-- Task brief --
Scale the records from the line with "Query: black ceramic vase" to the line with "M 71 155 L 53", both included, and give every line again, requests too. Multiply each outline coordinate in the answers by 1.95 and round to whole numbers with halves going up, leaving the numbers in the requests and their format samples unchanged.

··· Provided data ···

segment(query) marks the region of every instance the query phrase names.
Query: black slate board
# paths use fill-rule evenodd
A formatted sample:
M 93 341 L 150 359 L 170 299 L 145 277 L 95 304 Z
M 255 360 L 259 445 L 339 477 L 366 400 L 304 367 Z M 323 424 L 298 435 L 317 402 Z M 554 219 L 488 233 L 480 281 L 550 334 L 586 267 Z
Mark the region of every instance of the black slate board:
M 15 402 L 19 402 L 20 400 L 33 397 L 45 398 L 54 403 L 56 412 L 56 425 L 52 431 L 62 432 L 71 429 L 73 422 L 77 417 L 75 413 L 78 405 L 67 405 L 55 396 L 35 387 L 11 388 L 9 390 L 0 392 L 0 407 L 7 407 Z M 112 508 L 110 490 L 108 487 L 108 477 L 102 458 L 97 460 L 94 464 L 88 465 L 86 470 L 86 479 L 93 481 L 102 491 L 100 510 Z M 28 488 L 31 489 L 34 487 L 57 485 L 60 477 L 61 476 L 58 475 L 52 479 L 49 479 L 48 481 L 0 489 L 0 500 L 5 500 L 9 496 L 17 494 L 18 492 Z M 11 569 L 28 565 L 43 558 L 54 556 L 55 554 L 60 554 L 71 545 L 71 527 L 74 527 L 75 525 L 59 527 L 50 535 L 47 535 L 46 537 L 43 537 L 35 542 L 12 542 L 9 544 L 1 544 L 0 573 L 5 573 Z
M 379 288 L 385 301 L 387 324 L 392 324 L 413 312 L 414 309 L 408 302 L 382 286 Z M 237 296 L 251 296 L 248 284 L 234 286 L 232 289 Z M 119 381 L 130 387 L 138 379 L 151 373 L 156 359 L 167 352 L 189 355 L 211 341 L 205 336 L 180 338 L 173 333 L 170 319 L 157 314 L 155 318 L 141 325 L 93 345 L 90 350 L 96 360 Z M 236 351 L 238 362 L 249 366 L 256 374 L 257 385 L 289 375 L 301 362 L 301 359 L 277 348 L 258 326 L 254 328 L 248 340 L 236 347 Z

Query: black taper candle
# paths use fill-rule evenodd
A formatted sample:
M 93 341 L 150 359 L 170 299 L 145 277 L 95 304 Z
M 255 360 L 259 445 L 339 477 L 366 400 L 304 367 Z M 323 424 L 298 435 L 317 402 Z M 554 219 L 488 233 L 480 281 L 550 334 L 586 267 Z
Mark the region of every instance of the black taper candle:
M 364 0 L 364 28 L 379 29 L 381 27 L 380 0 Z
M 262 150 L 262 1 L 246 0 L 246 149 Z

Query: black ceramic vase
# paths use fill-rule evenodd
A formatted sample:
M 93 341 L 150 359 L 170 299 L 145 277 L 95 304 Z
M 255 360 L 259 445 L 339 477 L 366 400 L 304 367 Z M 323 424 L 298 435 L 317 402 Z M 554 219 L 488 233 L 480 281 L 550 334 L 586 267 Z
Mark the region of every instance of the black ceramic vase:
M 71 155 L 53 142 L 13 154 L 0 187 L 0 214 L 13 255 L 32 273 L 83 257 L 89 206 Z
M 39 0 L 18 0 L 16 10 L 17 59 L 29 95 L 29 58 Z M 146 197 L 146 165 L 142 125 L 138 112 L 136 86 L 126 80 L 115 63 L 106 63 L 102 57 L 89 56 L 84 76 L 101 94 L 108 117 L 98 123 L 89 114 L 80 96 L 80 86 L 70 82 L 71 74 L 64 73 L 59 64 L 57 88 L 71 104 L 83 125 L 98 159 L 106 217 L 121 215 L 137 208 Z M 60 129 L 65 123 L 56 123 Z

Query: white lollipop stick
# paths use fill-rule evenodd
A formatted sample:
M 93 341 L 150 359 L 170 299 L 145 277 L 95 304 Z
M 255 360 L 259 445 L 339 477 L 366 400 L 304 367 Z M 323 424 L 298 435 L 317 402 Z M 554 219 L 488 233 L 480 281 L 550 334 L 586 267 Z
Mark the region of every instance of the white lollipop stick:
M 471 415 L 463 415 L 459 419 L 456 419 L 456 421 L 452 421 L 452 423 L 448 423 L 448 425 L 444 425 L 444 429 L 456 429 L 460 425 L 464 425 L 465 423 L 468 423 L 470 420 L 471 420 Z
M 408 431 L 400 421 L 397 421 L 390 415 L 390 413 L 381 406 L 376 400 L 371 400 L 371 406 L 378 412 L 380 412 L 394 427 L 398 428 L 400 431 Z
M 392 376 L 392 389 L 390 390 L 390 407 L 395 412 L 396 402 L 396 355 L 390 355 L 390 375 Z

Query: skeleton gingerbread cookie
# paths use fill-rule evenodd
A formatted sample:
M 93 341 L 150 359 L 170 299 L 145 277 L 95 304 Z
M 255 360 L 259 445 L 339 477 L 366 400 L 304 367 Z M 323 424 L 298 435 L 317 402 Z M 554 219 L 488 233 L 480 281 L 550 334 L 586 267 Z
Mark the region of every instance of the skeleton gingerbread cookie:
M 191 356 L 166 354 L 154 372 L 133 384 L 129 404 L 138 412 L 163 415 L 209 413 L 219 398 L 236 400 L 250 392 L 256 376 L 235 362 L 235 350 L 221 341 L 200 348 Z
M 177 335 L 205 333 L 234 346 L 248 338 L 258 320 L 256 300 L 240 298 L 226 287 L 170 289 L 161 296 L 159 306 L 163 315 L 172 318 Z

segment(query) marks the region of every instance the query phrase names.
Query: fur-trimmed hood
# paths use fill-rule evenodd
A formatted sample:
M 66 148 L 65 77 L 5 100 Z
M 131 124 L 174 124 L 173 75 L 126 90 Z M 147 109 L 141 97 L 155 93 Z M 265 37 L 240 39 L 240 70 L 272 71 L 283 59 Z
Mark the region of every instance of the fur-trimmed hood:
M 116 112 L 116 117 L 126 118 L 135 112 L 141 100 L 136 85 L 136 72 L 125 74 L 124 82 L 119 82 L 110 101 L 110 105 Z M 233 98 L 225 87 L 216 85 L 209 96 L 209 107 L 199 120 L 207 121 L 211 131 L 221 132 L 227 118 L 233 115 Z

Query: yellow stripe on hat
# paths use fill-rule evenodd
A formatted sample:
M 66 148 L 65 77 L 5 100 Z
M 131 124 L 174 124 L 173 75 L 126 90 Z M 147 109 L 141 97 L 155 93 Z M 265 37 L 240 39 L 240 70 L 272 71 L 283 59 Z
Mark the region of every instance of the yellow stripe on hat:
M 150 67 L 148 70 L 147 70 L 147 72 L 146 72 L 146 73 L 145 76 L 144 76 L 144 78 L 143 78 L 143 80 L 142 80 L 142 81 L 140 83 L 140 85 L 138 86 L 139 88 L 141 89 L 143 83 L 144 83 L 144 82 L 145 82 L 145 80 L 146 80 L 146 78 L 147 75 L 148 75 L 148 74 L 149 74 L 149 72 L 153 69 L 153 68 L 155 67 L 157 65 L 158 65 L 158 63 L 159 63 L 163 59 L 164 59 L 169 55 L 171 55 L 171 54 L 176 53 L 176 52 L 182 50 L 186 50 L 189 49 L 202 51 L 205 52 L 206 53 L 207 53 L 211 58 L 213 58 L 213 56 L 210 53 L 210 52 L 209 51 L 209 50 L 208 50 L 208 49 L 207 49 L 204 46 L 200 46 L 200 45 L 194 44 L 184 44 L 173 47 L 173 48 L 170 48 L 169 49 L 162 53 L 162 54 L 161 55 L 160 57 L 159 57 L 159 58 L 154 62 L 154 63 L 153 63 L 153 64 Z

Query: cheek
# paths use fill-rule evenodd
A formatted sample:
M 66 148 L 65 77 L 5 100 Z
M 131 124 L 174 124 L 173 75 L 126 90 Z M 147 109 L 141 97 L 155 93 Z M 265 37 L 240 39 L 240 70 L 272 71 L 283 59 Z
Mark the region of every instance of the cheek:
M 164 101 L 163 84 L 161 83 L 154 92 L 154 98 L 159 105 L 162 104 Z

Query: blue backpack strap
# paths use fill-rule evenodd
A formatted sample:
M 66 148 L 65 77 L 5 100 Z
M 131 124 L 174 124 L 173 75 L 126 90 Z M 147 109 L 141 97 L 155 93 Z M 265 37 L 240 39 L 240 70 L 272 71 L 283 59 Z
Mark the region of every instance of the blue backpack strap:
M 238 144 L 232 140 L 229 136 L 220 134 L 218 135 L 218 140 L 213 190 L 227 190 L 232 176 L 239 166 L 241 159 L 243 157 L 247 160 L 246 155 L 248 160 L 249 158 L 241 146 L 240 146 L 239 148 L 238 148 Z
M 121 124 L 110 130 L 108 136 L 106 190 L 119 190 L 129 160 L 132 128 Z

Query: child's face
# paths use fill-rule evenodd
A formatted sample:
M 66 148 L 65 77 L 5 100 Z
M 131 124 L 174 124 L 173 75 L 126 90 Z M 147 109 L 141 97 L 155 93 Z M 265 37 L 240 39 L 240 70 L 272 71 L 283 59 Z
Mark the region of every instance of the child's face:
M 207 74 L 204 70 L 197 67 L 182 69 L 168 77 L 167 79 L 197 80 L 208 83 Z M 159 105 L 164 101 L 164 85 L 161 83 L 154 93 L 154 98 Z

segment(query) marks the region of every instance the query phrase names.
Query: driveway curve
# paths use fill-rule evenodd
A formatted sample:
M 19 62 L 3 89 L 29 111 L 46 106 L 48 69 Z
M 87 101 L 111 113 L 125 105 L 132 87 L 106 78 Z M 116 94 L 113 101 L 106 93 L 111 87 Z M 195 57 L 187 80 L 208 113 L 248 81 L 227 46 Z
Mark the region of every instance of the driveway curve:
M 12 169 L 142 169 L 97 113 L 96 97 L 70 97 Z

···

-- Solution for this problem --
Query: black ceramic vase
# paths use fill-rule evenodd
A formatted sample:
M 93 341 L 150 359 L 170 299 L 145 277 L 95 304 Z
M 255 360 L 259 445 L 339 477 L 366 400 L 304 367 Z M 323 424 L 298 435 L 317 402 Z M 554 219 L 488 233 L 480 281 L 550 334 L 586 267 Z
Mark the region of every instance of the black ceramic vase:
M 138 302 L 103 277 L 25 300 L 0 365 L 0 417 L 25 497 L 62 532 L 162 501 L 174 402 Z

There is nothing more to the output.